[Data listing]
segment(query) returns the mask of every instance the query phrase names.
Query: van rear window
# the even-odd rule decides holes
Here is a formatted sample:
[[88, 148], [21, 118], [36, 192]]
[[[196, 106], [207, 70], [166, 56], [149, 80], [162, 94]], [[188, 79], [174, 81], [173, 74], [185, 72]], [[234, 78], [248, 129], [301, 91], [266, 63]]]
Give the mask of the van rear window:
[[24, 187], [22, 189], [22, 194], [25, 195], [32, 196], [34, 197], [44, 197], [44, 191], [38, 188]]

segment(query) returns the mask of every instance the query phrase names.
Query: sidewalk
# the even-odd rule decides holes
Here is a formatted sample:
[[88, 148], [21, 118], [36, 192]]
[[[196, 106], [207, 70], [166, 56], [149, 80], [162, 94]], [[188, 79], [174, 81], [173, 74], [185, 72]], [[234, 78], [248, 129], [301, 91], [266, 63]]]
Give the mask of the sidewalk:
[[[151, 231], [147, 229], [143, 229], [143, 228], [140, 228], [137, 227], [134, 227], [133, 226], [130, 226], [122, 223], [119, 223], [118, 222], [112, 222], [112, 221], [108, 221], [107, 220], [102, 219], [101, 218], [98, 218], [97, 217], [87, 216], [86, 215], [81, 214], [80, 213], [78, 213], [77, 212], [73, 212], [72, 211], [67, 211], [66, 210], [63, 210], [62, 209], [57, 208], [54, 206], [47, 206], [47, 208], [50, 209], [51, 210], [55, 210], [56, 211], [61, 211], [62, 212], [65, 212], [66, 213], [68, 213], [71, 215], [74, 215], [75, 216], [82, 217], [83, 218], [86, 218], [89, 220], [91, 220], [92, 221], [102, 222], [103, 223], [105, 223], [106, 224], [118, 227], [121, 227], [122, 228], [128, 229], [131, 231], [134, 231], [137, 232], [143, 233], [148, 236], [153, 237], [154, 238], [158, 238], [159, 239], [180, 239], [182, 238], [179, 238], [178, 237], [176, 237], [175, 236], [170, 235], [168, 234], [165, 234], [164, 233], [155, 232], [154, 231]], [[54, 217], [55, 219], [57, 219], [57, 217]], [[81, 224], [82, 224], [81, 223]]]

[TASK TO COMPLETE] Please rewrite the listing as a numbered list, from its first line up to and including the line containing "191], [38, 188]]", and skip any blank lines.

[FINAL RESULT]
1. segment(query) returns the mask of every instance the query phrase names.
2. Query: van rear window
3. # the even-odd rule decides holes
4. Here is a formatted sample:
5. [[88, 148], [21, 118], [36, 192]]
6. [[[196, 106], [207, 70], [166, 56], [149, 80], [162, 94]], [[188, 79], [174, 81], [173, 74], [185, 72]], [[234, 78], [248, 129], [301, 91], [266, 63]]]
7. Give the mask of the van rear window:
8. [[24, 187], [22, 189], [22, 194], [25, 195], [32, 196], [34, 197], [44, 197], [44, 191], [38, 188]]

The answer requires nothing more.